Description of the task. Write out each record again exactly as it stands.

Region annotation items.
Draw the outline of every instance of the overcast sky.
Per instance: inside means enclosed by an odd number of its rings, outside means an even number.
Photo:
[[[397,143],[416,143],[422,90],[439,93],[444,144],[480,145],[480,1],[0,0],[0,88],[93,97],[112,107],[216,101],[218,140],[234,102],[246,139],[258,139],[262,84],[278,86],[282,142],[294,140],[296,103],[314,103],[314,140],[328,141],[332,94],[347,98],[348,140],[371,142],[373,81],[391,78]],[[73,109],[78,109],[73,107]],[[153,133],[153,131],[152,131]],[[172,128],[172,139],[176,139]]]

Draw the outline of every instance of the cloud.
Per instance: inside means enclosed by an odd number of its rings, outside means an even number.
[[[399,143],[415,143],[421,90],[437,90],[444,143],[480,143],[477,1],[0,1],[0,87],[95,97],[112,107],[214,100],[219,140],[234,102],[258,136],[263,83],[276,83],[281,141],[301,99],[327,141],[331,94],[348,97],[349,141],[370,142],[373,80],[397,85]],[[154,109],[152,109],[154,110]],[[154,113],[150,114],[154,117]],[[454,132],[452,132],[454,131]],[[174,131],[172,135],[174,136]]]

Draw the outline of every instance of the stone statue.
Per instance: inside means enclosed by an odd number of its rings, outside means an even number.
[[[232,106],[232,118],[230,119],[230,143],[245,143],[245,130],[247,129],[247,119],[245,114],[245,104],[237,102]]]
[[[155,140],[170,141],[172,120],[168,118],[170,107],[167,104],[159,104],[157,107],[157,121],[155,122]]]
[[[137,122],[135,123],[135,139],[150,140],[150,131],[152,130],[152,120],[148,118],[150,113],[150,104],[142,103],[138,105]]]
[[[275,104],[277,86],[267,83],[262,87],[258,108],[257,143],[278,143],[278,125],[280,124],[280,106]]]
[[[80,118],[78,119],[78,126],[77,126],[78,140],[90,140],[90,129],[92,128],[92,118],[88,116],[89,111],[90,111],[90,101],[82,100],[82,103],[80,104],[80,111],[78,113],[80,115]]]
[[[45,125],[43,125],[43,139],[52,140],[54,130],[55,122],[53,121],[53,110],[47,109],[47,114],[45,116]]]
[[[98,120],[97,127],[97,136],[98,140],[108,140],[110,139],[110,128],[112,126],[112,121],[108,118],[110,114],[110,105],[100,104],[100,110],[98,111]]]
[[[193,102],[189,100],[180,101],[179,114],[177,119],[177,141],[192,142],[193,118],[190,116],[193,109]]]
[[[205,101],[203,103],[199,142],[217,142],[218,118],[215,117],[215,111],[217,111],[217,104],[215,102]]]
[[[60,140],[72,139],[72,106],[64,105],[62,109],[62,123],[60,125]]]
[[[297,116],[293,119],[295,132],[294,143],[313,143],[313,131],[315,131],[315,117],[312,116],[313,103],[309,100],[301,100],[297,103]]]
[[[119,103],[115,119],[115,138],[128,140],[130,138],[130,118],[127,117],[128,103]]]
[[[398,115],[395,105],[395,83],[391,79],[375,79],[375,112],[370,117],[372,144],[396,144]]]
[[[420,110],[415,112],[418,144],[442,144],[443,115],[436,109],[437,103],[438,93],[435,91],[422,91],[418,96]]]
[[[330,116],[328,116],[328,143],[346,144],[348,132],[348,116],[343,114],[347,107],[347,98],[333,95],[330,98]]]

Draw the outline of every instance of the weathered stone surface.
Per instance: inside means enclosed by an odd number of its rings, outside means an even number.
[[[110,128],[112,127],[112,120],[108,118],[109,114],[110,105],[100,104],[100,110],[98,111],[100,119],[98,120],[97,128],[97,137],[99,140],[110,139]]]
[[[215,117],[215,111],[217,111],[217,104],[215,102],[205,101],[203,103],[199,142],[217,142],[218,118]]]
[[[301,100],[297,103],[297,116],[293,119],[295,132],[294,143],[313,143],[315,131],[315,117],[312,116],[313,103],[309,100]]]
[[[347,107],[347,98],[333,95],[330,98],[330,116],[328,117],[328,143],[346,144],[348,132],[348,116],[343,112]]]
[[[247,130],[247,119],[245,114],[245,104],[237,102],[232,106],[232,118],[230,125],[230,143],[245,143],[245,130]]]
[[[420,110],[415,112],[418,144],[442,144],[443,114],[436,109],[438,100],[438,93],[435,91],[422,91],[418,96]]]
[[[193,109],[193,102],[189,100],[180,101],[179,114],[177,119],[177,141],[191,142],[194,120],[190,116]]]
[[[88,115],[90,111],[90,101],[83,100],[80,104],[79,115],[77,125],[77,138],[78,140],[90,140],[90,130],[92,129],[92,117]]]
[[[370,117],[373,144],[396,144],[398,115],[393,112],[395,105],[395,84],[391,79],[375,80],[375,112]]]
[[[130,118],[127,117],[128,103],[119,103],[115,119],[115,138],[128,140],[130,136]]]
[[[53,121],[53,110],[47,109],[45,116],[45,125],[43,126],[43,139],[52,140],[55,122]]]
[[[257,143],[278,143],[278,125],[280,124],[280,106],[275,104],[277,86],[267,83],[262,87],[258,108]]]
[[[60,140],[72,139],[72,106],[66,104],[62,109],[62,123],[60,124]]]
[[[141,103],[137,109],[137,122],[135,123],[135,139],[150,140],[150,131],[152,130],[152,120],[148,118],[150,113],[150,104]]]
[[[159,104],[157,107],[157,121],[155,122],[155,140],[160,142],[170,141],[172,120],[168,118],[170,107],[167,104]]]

Task result.
Draw the outline of every instance of the overcast sky.
Per instance: inside means enclosed by an odd number of its rings, outside means an even number.
Photo:
[[[397,143],[416,143],[422,90],[439,93],[444,144],[480,145],[480,1],[0,0],[0,88],[93,97],[112,107],[216,101],[218,140],[234,102],[246,139],[258,139],[262,84],[278,86],[282,142],[294,140],[296,103],[314,103],[314,140],[328,141],[332,94],[347,98],[348,140],[371,142],[373,81],[391,78]],[[73,109],[78,109],[73,107]],[[153,133],[153,131],[152,131]],[[172,128],[172,139],[176,139]]]

Draw the outline of every instance of the cloud.
Per instance: inside means enclosed by an odd number of its rings, outside means an even number.
[[[399,143],[415,143],[421,90],[437,90],[444,143],[480,143],[477,1],[0,1],[0,87],[95,97],[112,107],[214,100],[219,140],[234,102],[258,136],[263,83],[276,83],[281,141],[301,99],[327,141],[331,94],[348,97],[349,141],[370,142],[373,80],[397,85]],[[154,109],[152,109],[154,110]],[[154,113],[150,114],[154,117]],[[454,132],[452,132],[454,131]],[[174,131],[172,135],[174,136]]]

Draw the outline of every instance of the stone statue.
Per instance: inside means enclosed by an odd number of its rings, outside means an even number.
[[[232,106],[232,118],[230,119],[230,143],[245,143],[245,130],[247,129],[247,119],[245,114],[245,104],[237,102]]]
[[[155,140],[170,141],[172,120],[168,118],[170,107],[167,104],[159,104],[157,107],[157,121],[155,122]]]
[[[137,122],[135,123],[135,139],[150,140],[150,131],[152,130],[152,120],[148,118],[150,113],[150,104],[142,103],[138,105]]]
[[[275,104],[277,86],[267,83],[262,87],[258,108],[257,143],[278,143],[278,125],[280,124],[280,106]]]
[[[80,118],[78,119],[78,126],[77,126],[78,140],[90,140],[90,129],[92,128],[92,118],[88,116],[89,111],[90,111],[90,101],[82,100],[82,103],[80,104],[80,111],[78,113],[80,115]]]
[[[45,125],[43,125],[43,139],[52,140],[54,130],[55,122],[53,121],[53,110],[47,109],[47,114],[45,116]]]
[[[98,120],[97,127],[97,136],[98,140],[108,140],[110,139],[110,128],[112,126],[112,121],[108,118],[110,114],[110,105],[100,104],[100,110],[98,111]]]
[[[193,102],[189,100],[180,101],[179,114],[177,119],[177,141],[192,142],[193,118],[190,116],[193,109]]]
[[[205,101],[203,103],[199,142],[217,142],[218,118],[215,117],[215,111],[217,111],[217,104],[215,102]]]
[[[60,140],[72,139],[72,106],[64,105],[62,109],[62,123],[60,125]]]
[[[297,116],[293,119],[295,132],[294,143],[313,143],[313,131],[315,131],[315,117],[312,116],[313,103],[309,100],[301,100],[297,103]]]
[[[119,103],[115,119],[115,138],[128,140],[130,138],[130,118],[127,117],[128,103]]]
[[[398,115],[395,105],[395,83],[391,79],[375,79],[375,112],[370,117],[372,144],[396,144]]]
[[[420,110],[415,112],[418,144],[442,144],[443,115],[436,109],[437,103],[438,93],[435,91],[422,91],[418,96]]]
[[[330,116],[328,116],[328,143],[346,144],[348,132],[348,116],[343,114],[347,107],[347,98],[333,95],[330,98]]]

Draw the outline of every instance of the weathered stone surface.
Per instance: inside means enclosed by an odd number of its rings, outside means an even number.
[[[110,128],[112,127],[112,120],[108,118],[109,114],[110,105],[100,104],[100,110],[98,111],[100,119],[98,120],[97,128],[97,137],[99,140],[110,139]]]
[[[215,117],[215,111],[217,111],[217,104],[215,102],[205,101],[203,103],[199,142],[217,142],[218,118]]]
[[[301,100],[297,103],[297,116],[293,119],[295,132],[294,143],[313,143],[315,131],[315,117],[312,116],[313,103],[309,100]]]
[[[347,107],[347,98],[333,95],[330,98],[330,116],[328,117],[328,143],[346,144],[348,132],[348,116],[343,112]]]
[[[247,130],[247,119],[245,114],[245,104],[237,102],[232,106],[232,118],[230,125],[230,143],[245,143],[245,130]]]
[[[420,110],[415,112],[418,144],[442,144],[443,114],[436,109],[438,100],[438,93],[435,91],[422,91],[418,96]]]
[[[193,109],[193,102],[189,100],[180,101],[179,114],[177,119],[177,141],[191,142],[194,120],[190,116]]]
[[[88,115],[90,111],[90,101],[83,100],[80,104],[79,115],[77,125],[77,138],[78,140],[90,140],[90,130],[92,129],[92,117]]]
[[[370,117],[373,144],[396,144],[398,115],[393,112],[395,105],[395,84],[391,79],[375,80],[375,112]]]
[[[130,118],[127,117],[128,103],[119,103],[115,119],[115,138],[128,140],[130,136]]]
[[[53,121],[53,110],[47,109],[45,116],[45,125],[43,126],[43,139],[52,140],[55,122]]]
[[[257,143],[278,143],[278,125],[280,124],[280,106],[275,104],[277,86],[267,83],[262,87],[258,108]]]
[[[60,140],[72,139],[72,106],[66,104],[62,109],[62,123],[60,124]]]
[[[141,103],[137,109],[137,122],[135,123],[135,139],[150,140],[150,131],[152,130],[152,120],[148,118],[150,113],[150,104]]]
[[[159,104],[157,107],[157,121],[155,122],[155,140],[160,142],[170,141],[172,120],[168,118],[170,107],[167,104]]]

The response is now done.